Location identification data
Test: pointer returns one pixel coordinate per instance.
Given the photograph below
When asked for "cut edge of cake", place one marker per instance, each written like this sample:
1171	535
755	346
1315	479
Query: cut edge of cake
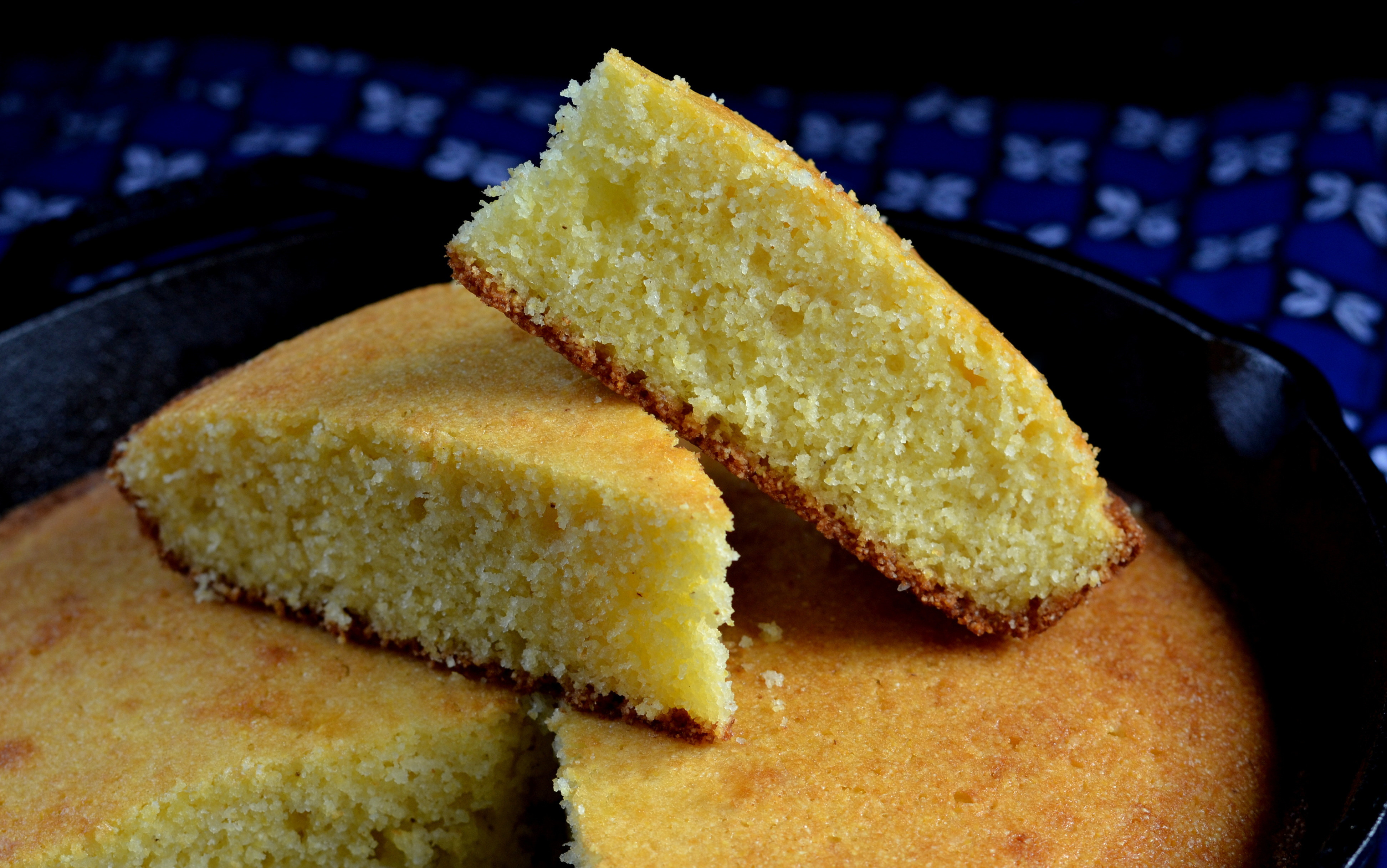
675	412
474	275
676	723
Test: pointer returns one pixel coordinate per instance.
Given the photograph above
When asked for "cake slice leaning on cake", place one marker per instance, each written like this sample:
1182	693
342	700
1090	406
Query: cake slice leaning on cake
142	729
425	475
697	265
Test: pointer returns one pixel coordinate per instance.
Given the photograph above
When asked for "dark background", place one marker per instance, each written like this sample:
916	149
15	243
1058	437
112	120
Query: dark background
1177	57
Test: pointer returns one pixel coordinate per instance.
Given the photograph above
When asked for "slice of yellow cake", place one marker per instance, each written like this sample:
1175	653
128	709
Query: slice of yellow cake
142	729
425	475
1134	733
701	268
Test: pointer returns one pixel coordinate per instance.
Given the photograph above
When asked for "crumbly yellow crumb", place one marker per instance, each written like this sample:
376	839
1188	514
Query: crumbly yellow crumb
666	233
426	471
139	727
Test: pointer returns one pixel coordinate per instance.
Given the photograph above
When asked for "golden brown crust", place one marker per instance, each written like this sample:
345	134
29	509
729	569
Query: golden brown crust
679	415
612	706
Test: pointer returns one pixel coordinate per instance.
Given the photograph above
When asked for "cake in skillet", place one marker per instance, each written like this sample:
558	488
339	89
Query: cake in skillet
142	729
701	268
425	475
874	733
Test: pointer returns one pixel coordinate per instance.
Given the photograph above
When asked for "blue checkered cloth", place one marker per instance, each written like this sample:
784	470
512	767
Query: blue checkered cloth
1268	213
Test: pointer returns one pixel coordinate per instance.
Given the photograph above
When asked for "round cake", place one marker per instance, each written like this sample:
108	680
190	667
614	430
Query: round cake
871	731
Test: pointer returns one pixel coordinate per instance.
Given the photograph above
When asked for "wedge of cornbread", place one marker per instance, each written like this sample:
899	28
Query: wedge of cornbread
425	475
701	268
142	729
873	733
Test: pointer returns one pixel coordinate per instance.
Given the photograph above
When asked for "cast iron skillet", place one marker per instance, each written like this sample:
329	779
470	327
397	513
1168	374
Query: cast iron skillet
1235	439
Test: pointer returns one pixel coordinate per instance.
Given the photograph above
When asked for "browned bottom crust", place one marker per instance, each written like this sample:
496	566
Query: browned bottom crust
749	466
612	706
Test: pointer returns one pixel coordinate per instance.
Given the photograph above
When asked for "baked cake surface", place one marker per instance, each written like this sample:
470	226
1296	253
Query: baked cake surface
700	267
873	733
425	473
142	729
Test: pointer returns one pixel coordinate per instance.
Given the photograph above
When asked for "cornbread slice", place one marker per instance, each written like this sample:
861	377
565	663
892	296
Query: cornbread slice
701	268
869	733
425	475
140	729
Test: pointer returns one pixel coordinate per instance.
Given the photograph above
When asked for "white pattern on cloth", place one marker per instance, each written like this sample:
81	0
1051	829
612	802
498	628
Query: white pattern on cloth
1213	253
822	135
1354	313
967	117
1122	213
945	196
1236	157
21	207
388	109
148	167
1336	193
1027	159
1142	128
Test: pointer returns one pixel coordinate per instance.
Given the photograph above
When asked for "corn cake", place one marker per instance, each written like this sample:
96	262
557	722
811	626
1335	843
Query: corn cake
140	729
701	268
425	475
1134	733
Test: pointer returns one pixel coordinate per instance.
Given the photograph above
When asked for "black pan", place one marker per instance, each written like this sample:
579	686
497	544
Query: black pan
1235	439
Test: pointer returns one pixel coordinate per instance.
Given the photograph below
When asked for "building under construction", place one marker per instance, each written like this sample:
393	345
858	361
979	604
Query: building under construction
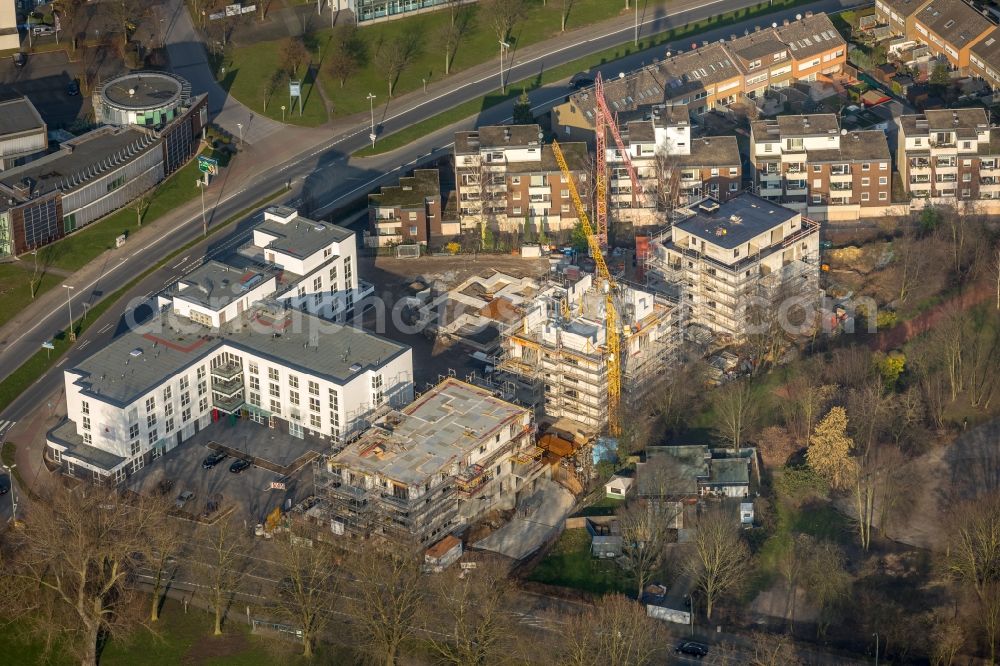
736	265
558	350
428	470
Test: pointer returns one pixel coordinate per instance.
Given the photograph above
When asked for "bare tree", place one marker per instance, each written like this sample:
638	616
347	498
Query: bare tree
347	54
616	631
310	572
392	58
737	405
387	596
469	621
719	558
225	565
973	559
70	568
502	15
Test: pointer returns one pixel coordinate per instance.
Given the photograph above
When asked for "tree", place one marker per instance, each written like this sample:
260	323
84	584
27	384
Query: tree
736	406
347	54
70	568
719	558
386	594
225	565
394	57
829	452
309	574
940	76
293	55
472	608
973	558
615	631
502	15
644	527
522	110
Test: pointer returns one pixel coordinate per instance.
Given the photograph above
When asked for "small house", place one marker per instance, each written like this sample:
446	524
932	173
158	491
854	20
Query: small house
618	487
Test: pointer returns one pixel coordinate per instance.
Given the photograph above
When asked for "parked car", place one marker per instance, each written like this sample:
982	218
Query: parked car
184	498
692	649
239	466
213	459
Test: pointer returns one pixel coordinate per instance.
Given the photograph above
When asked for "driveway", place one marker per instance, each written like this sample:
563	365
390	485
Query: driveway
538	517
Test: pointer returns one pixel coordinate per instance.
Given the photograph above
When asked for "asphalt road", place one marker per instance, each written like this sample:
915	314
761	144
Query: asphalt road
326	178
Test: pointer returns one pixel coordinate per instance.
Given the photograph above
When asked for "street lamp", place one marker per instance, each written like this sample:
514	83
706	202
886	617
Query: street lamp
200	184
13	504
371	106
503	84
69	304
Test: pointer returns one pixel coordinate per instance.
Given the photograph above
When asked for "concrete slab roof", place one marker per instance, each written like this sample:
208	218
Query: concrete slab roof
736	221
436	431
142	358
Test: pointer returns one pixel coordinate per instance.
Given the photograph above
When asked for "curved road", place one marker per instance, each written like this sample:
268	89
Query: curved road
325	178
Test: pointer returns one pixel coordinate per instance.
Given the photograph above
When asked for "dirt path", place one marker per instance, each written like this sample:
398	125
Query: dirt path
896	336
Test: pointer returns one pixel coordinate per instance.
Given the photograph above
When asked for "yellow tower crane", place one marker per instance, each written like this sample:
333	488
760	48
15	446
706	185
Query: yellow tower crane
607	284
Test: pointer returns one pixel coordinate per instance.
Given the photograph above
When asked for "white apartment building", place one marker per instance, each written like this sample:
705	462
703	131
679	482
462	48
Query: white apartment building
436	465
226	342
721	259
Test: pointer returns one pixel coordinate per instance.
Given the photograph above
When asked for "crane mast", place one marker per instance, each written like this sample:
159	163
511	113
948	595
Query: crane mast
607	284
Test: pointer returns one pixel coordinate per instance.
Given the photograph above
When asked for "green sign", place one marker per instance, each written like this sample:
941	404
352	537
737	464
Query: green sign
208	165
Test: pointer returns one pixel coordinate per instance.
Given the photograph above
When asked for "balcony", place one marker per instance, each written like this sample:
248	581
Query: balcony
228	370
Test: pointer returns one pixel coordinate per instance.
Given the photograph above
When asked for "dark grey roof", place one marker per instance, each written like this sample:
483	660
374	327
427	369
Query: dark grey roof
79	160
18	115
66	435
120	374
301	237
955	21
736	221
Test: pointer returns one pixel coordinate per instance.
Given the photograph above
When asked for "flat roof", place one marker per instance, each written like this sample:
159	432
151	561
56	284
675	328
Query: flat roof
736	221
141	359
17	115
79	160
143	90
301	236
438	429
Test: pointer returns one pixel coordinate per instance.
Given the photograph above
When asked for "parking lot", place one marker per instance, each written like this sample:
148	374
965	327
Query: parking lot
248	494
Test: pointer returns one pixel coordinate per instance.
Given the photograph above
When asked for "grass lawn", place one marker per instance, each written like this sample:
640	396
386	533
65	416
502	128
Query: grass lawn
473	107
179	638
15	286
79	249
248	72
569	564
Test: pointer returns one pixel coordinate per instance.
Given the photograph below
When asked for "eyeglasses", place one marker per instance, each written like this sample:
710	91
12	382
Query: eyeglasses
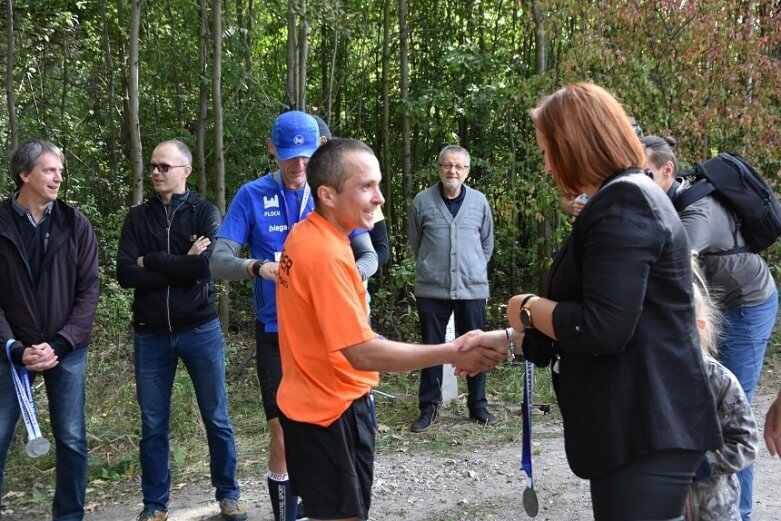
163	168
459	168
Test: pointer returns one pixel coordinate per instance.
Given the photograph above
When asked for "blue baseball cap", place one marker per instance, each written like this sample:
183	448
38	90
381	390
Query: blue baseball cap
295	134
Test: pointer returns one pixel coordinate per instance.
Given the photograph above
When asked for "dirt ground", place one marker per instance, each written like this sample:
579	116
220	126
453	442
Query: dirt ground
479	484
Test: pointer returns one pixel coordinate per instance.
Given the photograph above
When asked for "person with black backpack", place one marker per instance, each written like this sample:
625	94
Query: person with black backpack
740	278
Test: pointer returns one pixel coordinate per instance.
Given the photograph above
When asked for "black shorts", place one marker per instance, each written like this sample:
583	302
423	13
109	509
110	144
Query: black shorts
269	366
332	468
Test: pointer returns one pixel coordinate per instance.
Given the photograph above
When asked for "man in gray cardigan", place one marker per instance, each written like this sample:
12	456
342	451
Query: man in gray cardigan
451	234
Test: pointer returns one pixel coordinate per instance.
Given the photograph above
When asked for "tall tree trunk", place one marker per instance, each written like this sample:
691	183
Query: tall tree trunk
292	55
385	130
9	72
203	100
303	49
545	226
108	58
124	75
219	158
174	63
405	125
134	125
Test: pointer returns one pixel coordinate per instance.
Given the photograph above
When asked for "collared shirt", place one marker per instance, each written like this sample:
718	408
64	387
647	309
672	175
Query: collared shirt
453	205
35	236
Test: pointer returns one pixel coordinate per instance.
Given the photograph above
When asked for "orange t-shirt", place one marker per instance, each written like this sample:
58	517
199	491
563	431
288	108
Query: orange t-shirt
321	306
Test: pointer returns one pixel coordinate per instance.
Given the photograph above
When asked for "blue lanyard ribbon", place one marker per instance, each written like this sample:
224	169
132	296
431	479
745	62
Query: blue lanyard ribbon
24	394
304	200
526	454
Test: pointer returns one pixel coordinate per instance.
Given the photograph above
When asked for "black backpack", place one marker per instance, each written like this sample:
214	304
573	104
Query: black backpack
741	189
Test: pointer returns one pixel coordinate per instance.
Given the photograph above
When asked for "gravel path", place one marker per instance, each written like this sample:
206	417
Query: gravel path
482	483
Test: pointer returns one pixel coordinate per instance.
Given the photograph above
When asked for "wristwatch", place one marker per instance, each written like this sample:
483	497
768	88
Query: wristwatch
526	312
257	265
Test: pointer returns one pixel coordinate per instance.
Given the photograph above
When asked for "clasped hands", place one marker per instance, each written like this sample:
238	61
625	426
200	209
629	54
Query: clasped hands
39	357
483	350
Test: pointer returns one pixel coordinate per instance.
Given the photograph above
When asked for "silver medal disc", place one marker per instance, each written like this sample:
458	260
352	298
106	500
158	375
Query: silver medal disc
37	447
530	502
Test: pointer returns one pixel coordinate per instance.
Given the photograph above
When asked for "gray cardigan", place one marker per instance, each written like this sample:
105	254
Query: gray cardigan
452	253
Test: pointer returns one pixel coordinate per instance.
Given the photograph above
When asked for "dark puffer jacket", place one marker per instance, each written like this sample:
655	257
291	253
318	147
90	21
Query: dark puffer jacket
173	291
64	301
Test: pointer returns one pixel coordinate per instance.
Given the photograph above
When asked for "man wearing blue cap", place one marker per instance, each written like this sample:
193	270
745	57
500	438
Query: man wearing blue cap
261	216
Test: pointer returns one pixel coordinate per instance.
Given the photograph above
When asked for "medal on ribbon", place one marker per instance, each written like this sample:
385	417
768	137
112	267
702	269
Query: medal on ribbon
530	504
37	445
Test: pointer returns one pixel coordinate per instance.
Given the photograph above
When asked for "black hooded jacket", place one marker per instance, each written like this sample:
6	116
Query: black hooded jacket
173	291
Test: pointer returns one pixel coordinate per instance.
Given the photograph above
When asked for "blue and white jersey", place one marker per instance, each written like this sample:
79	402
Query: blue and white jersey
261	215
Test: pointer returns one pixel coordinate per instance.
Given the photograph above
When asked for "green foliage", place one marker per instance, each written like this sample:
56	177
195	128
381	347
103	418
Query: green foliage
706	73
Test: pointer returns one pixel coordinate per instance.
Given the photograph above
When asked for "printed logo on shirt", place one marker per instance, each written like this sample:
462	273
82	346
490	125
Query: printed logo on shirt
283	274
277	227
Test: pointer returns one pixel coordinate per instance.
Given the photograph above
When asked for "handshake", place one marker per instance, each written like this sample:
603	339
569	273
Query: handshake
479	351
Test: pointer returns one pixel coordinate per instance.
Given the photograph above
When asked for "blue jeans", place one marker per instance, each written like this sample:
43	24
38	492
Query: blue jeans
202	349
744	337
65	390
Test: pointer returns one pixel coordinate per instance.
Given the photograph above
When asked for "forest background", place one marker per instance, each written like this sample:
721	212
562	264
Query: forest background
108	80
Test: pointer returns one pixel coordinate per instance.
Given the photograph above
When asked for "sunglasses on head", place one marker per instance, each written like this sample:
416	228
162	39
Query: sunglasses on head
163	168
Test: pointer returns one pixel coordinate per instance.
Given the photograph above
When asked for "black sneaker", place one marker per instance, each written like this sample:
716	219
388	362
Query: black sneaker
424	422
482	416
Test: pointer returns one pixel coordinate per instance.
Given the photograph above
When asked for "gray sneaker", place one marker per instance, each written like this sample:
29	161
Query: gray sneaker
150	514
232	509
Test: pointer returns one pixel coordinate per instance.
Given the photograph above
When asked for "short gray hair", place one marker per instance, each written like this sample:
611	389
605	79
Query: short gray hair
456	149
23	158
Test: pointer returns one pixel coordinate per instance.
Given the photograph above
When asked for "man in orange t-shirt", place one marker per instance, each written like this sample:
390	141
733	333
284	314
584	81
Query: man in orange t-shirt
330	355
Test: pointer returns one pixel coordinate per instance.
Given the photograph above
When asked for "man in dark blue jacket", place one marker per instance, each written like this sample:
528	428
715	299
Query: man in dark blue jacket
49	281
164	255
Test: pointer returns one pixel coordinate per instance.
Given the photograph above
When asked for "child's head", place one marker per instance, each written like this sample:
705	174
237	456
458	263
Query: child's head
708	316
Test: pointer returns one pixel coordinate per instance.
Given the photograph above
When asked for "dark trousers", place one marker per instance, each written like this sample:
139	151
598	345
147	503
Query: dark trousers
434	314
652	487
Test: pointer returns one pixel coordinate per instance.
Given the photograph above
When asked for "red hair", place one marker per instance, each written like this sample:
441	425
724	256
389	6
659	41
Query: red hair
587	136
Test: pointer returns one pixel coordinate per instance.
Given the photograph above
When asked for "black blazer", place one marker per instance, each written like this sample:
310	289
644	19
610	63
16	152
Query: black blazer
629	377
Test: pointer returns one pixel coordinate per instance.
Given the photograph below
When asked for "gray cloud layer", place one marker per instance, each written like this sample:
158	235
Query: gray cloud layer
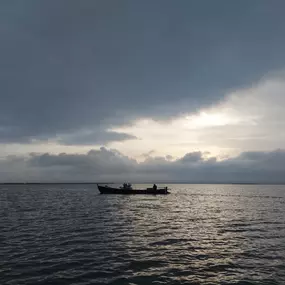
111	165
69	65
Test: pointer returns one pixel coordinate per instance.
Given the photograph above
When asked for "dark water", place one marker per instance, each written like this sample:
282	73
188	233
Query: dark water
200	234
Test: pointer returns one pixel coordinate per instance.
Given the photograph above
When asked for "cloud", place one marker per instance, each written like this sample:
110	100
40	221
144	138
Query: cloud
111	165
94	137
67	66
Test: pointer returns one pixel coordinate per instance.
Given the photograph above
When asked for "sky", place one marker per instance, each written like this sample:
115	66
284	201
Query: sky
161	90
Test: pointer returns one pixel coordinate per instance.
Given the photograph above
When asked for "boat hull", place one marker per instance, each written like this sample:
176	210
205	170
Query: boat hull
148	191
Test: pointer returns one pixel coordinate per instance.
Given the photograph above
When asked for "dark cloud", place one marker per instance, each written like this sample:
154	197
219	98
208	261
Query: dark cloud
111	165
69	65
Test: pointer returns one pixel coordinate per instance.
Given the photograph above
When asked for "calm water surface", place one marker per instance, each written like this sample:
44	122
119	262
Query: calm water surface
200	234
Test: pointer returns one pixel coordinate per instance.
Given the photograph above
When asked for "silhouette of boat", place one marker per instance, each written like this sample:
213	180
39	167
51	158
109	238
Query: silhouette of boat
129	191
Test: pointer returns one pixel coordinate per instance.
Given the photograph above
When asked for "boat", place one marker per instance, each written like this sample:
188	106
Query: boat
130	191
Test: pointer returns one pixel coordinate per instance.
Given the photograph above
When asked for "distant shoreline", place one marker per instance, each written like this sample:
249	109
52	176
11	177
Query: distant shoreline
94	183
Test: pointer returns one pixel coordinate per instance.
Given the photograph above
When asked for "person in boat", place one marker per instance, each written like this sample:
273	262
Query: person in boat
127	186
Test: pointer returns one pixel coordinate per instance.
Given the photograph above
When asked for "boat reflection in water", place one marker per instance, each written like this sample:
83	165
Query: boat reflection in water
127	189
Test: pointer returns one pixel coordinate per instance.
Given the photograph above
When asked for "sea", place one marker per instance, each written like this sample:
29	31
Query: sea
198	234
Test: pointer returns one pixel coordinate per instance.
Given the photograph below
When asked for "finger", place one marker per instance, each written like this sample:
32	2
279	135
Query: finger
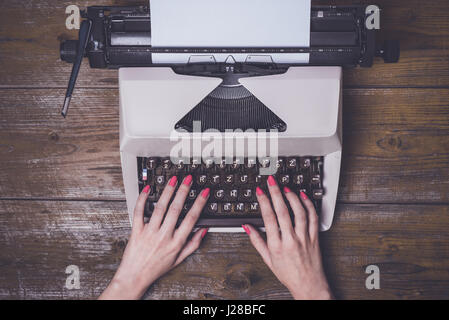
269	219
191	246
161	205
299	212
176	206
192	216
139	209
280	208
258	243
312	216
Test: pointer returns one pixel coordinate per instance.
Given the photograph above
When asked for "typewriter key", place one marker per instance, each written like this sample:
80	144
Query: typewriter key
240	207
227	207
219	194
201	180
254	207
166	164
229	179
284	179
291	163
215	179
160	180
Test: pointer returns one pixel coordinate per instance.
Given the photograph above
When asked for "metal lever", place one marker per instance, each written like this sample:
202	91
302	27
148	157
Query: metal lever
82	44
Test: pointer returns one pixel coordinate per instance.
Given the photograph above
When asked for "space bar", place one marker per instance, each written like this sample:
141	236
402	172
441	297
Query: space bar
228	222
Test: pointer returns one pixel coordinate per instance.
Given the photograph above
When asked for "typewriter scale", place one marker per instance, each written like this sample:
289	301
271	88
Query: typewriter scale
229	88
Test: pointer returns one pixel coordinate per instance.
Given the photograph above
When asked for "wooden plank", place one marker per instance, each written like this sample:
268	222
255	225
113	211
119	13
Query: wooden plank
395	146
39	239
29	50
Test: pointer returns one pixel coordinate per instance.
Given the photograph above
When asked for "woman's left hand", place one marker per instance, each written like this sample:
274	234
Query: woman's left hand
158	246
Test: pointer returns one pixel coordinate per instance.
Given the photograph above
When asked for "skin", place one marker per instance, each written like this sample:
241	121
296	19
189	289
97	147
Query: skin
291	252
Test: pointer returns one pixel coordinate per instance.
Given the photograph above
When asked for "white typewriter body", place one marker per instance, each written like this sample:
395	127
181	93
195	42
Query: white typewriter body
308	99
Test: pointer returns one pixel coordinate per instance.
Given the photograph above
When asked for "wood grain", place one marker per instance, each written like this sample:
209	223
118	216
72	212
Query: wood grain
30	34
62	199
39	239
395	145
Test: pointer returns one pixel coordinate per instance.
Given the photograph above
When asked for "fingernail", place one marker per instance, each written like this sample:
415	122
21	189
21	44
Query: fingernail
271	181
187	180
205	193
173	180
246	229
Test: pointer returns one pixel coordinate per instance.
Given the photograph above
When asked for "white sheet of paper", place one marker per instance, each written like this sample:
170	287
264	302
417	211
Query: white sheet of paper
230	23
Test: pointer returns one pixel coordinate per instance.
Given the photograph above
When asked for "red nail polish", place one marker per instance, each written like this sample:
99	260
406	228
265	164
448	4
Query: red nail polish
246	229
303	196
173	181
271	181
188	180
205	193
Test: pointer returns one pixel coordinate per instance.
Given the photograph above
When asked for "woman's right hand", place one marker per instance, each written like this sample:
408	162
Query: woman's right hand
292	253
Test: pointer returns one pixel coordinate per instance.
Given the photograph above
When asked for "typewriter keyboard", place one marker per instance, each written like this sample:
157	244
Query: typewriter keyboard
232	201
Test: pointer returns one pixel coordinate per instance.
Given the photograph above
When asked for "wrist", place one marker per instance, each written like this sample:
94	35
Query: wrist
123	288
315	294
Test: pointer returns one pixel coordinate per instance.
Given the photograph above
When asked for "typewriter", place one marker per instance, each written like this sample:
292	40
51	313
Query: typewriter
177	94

**Prompt**: Extract every line of the data above that contains the word "wearing".

**Result**:
When asked for "man wearing blue cap", place one marker per instance, each written like this sample:
Query: man wearing blue cap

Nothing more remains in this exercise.